- CONSIGNE A -
Selon le texte sur l'atelier d'écriture en prison, pourquoi la tension entre contrainte et liberté résonne-t-elle particulièrement dans ce cadre ? Répondez en une à trois phrases.

- TEXTE À LIRE -
★ ★ ★ ★ ★
La lettre qu’un détenu attend. La fin de peine qu’un détenu attend. Le colis qu’un détenu attend. Le parloir qu’un détenu attend. L’avocat qu’un détenu attend. La convocation du juge qu’un détenu attend. La date du procès qu’un détenu attend. La nuit qu’un détenu attend. Le pas du gardien qu’un détenu attend. Le mari assassiné que l’épouse attend. L’attente. Les heures et les jours de l’attente60.
De fait, si tout atelier d’écriture construit un espace-temps à part, reste que l’atelier en prison s’insère dans un espace-temps qui, bien qu’en contact avec le monde, est lui-même déjà retiré (de l’agitation de la société, de l’illusion chronologique) : il surjoue, en quelque sorte, et par là même exacerbe les traits propres à tout atelier d’écriture. Et en effet, quoique les questions qu’il pose à l’animateur soient les mêmes que pose tout atelier, y compris « en ville » auprès d’un public « favorisé », la spécificité de l’atelier mené en prison tient peut-être à cette exacerbation des tensions (créatrices) à l’œuvre dans tout atelier d’écriture, par la mise en abîme contextuelle (i. e. l’univers carcéral) opérant sur le dispositif. Ainsi la démarche pédagogique se frotte-t-elle à la perspective culturelle et artistique : apprendre ou créer ? Reproduire ou inventer ? S’approprier des normes ou s’autoriser à (en) jouer ? Ou encore la démarche singulière se confronte-t-elle à la dynamique collective : est-il possible, dans un processus de subjectivation qui en passe par une exploration de soi / de (par) sa propre langue, d’écrire avec, auprès, parmi ? Peut-on partager sa peine ? Mais on retiendra, surtout, la tension à l’œuvre entre contrainte et liberté. On se doute, en effet, que cette tension structurante pour tout atelier d’écriture résonne particulièrement dans le lieu par excellence de privation des libertés, où la contrainte est la règle… : « Quand elles avaient donné une contrainte d’écriture (une contrainte dans une prison, la belle affaire !), chacun se penchait sur la feuille, autorisé par les mots d’Irène énonçant les règles de fonctionnement »61.
★ ★ ★ ★ ★
- INFORMATIONS EXTRAITES -
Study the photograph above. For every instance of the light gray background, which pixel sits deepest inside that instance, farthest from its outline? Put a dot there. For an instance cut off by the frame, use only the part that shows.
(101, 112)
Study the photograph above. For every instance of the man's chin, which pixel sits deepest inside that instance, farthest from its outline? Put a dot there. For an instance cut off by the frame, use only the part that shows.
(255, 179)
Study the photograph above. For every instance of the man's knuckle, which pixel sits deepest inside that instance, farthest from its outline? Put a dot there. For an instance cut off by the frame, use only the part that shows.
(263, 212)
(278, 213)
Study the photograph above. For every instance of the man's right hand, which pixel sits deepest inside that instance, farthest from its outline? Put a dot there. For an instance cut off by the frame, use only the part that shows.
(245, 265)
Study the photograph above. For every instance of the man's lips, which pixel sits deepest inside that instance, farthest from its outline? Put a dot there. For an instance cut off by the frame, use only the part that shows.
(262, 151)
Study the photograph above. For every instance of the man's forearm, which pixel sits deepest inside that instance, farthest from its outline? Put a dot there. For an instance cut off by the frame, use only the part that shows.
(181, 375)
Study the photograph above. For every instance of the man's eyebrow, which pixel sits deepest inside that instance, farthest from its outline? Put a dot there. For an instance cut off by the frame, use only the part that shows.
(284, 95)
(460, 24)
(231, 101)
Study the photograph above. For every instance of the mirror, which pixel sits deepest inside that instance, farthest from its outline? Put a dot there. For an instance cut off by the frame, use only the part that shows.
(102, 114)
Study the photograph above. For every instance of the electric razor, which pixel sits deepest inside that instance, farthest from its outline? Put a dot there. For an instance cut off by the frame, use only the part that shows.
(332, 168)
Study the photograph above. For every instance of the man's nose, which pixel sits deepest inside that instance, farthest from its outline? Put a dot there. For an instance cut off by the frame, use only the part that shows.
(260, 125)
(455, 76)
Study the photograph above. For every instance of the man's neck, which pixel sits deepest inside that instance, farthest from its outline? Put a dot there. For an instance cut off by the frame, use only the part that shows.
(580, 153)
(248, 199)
★ ★ ★ ★ ★
- CONSIGNE B -
Relevez chaque ligne de la liste contenant la chaîne « knuckle », en respectant la casse.

- RÉPONSE COMPLÈTE A -
La prison est le lieu par excellence de la privation des libertés, où la contrainte est la règle. Cette tension, qui structure tout atelier d'écriture, y trouve donc un écho particulier.

- RÉPONSE COMPLÈTE B -
Study the photograph above. For every instance of the man's knuckle, which pixel sits deepest inside that instance, farthest from its outline? Put a dot there. For an instance cut off by the frame, use only the part that shows.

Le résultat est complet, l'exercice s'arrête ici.